● **EXERCISE REQUIREMENTS**:
Return the data below word for word, keeping every line unchanged and in its original order.

╭─ STORED ROWS

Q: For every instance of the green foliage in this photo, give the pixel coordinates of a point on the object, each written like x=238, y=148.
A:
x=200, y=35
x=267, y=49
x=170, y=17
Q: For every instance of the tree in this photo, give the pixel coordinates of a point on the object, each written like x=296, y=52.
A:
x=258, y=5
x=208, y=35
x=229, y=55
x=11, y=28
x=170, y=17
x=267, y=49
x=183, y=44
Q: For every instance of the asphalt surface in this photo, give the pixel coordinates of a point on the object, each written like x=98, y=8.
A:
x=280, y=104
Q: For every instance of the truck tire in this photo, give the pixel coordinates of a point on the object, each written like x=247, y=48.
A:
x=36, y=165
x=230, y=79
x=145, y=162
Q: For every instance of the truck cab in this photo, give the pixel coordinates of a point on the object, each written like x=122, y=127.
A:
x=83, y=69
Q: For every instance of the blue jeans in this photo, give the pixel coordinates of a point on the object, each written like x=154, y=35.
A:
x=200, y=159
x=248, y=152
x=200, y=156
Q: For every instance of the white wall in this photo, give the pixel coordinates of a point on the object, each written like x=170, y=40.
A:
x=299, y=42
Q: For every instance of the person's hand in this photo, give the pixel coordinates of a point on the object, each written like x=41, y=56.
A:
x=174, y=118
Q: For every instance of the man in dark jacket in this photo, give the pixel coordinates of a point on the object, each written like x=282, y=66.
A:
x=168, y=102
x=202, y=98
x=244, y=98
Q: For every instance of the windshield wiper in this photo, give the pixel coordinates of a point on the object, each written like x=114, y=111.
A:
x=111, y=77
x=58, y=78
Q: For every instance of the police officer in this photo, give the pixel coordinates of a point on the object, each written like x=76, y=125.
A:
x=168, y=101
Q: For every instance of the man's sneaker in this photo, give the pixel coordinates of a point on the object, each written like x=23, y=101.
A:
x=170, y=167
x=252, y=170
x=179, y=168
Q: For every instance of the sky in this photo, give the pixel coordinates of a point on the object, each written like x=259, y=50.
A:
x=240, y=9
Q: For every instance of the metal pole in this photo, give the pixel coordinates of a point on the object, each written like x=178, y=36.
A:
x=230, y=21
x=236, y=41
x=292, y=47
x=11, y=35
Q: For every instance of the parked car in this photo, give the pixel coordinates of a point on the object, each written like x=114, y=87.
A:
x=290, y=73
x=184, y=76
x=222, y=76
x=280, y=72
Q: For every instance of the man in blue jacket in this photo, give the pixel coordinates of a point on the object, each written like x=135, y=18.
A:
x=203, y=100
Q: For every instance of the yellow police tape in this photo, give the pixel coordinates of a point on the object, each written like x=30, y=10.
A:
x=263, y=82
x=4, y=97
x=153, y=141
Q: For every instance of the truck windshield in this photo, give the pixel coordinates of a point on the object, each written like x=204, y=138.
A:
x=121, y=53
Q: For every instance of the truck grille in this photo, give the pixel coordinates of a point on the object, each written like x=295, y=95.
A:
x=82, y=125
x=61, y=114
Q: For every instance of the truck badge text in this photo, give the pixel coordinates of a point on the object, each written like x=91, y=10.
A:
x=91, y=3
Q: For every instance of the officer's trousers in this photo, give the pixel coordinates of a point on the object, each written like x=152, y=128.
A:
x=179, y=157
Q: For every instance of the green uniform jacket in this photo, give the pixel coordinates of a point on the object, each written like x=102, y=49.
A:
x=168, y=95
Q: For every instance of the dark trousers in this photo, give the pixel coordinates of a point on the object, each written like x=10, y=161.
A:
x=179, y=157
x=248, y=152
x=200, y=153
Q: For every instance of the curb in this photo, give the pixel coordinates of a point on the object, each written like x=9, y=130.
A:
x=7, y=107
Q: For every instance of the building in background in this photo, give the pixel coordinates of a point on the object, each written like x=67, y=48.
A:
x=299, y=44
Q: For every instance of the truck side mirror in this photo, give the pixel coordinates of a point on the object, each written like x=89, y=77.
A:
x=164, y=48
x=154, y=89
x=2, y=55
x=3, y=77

╰─

● **RESULT OF THE TASK**:
Q: For every instance of the green foliage in this photo, give the pixel coordinates of a point on the object, each written like x=238, y=148.
A:
x=200, y=35
x=267, y=49
x=170, y=17
Q: For every instance of the tree in this photo, give the pixel coordinates of a point on the object, each written like x=296, y=52.
A:
x=258, y=5
x=208, y=35
x=229, y=55
x=11, y=28
x=170, y=17
x=267, y=49
x=183, y=44
Q: For every instance of the asphalt surface in this photo, give the pixel coordinates of a point on the object, each written like x=98, y=8.
A:
x=280, y=104
Q: For every instance of the truck tire in this photo, give the pixel coordinates of a point on the object, each written like x=247, y=48.
A:
x=36, y=165
x=230, y=79
x=145, y=162
Q: For every instance of the truck cab in this photo, give the pixel coordinates of a point on the object, each written like x=122, y=127.
A:
x=83, y=69
Q: For every instance of the blue jeans in this photo, give the pixel coordinates of a point on the object, each written like x=154, y=35.
A:
x=200, y=159
x=248, y=152
x=200, y=156
Q: For every instance of the white wall in this photo, give the pixel coordinates of a point on the object, each written like x=170, y=40.
A:
x=299, y=42
Q: For every instance of the person's hand in this photo, give the pixel coordinates of a point on the object, each written like x=41, y=56.
A:
x=174, y=118
Q: For every instance of the man in dark jacket in this photo, give the pixel coordinates of a point on the object, each written like x=282, y=66.
A:
x=168, y=102
x=202, y=98
x=244, y=98
Q: For every instance of the windshield wiper in this photo, give the pixel coordinates of a point on the object, each written like x=114, y=111.
A:
x=111, y=77
x=58, y=78
Q: For every instance of the police officer in this photo, give the pixel coordinates of a point on the object, each written like x=76, y=125.
A:
x=168, y=101
Q: For every instance of the man's sneaker in this photo, give the pixel coordinates of a point on the object, each written like x=23, y=101.
A:
x=170, y=167
x=252, y=170
x=179, y=168
Q: For every instance of the sky in this photo, give the pixel coordinates of a point on the object, each written like x=259, y=50.
A:
x=240, y=9
Q: For every instance of the metal pole in this photo, give the pixel coordinates of a point on the object, each written like x=178, y=36.
A:
x=230, y=21
x=236, y=41
x=292, y=47
x=11, y=35
Q: For every instance of the parked car in this photo, give the pixel coordinates of a point on the object, each written like x=114, y=87.
A:
x=290, y=73
x=184, y=76
x=222, y=76
x=280, y=72
Q: For every instance of the man in blue jacket in this photo, give the pixel coordinates of a point on the object, each written like x=135, y=18.
A:
x=203, y=100
Q: For every instance of the yellow police tape in this photo, give the pixel coordinates of a point on the object, each written like x=30, y=10.
A:
x=263, y=82
x=4, y=97
x=153, y=141
Q: For every instance of the truck windshield in this photo, give the pixel coordinates of a point on the object, each written like x=204, y=138.
A:
x=121, y=53
Q: For every instance of the truck grille in this photo, give the pixel coordinates of a point on the object, each written like x=295, y=95.
A:
x=82, y=125
x=61, y=114
Q: For every instance of the truck badge text in this photo, give the pixel coordinates of a point on the object, each written like x=91, y=10.
A:
x=91, y=3
Q: For every instance of the officer's trousers in this photo, give the pixel coordinates of a point on the object, each written like x=152, y=128.
A:
x=179, y=157
Q: For every instance of the green uniform jacket in this photo, give the pixel coordinates of a point on the object, each written like x=102, y=49.
A:
x=168, y=95
Q: For every instance of the dark trousers in this photo, give the pixel coordinates of a point on the object, each written like x=10, y=161.
A:
x=179, y=157
x=248, y=152
x=200, y=153
Q: For every instance of the curb in this photo, give the pixel coordinates of a point on the object, each written like x=9, y=130.
A:
x=7, y=107
Q: For every instance of the building in background in this photo, give the pixel coordinates of a point on the object, each written like x=67, y=48.
A:
x=299, y=44
Q: For every instance of the truck side mirror in this photo, give the pixel coordinates of a point on the object, each written like x=89, y=77.
A:
x=164, y=48
x=154, y=89
x=2, y=55
x=3, y=77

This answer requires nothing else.